- **ИСХОДНЫЙ ОТРЫВОК**
_ _ _

Уже ближе к полуночи отряд выдвинулся в направлении района Хольтенау, откуда планировали начать штурм. Наш милицейский отряд тихо и бесстрашно подошел к укреплению, спокойно прошел по оказавшемуся, к нашей радости, опущенным подъемному мосту и с громким криком «ура!» быстро овладел фортом. К сожалению, датчане не оказали нам никакого сопротивления. В комендантской я устроил свой штаб, куда вскоре были доставлены плененные солдаты гарнизона, состоявшего всего из шести, по-видимому, совершенно забытых датчанами престарелых сержантов и пиротехников. Все они были взяты мной под стражу как первые военнопленные и на следующее утро отправлены в Киль. Коренные шлезвиг-гольштейнцы, все они были очевидно довольны тем, что их освободили от датской службы.

На другое утро мне доложили, что на рейде перед крепостью появился датский военный корабль. Спустя короткое время в штаб приволокли шпиона, подававшего из крепости какие-то сигналы. Старый человек, он весь трясся в руках державших его крепких молодых парней. После подробного допроса выяснилось, что старик был гарнизонным пастором. Напуганный шумом в обычно тихой старой крепости, он пытался привычными знаками дать понять рыбакам из расположенной на другом берегу гавани деревни Лабоэ, чтобы они прислали за ним лодку.

_ _ _

- **ИСХОДНЫЕ ДАННЫЕ**
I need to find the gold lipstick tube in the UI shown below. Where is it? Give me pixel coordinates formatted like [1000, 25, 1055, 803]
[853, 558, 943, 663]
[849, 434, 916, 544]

_ _ _

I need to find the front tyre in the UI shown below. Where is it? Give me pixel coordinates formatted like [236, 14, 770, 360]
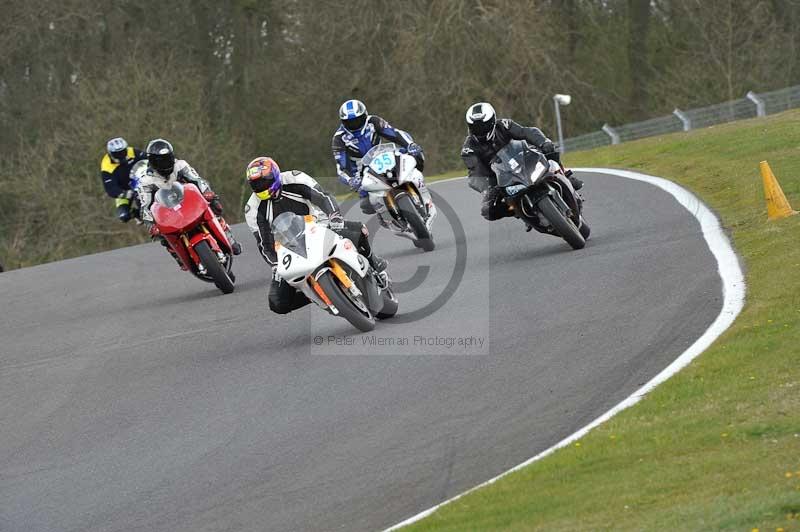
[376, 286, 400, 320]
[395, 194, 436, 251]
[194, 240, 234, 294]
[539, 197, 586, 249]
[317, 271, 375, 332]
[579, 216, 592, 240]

_ _ _

- **ПИСЬМЕННОЕ ЗАДАНИЕ A**
Изложите кратко в виде списка абзац отрывка, начинающийся словами «На другое утро мне доложили», сохранив его основные факты.
- **ПИСЬМЕННОЕ ЗАДАНИЕ B**
Масштабируйте записи, начиная со строки, содержащей «I need to find the gold», и заканчивая строкой, содержащей «[849, 434, 916, 544]», включительно. Выведите только эти строки целиком. Каждое число координат рамок в ответах умножьте на 0,65 и округлите до целого, половины округляя вверх. Остальной текст, в том числе образец формата, оставьте без изменений.

- **РЕЗУЛЬТАТ УПРАЖНЕНИЯ A**
- Утром на рейде перед крепостью появился датский военный корабль.
- Вскоре в штаб привели дрожащего старика, которого приняли за шпиона, подававшего из крепости сигналы.
- Допрос показал, что это был гарнизонный пастор.
- Испуганный шумом в крепости, он привычными знаками просил рыбаков из деревни Лабоэ на другом берегу гавани прислать за ним лодку.

- **РЕЗУЛЬТАТ УПРАЖНЕНИЯ B**
I need to find the gold lipstick tube in the UI shown below. Where is it? Give me pixel coordinates formatted like [1000, 25, 1055, 803]
[554, 363, 613, 431]
[552, 282, 595, 354]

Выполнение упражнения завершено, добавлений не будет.